(Saved entries)
-*-*-
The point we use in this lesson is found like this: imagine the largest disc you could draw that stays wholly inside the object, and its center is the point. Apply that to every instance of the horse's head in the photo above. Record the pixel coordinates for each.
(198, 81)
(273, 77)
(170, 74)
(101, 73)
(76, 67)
-*-*-
WORK INSTRUCTION: What's needed is an exact copy of every entry.

RESULT OF THIS TASK:
The point we use in this lesson is found like this: imagine the largest disc you could draw that stays wholly inside the object, and its center is the point. Apply that to every instance of the horse's head in the photo above. Record the pixel coordinates for each.
(198, 81)
(273, 77)
(170, 74)
(101, 73)
(76, 67)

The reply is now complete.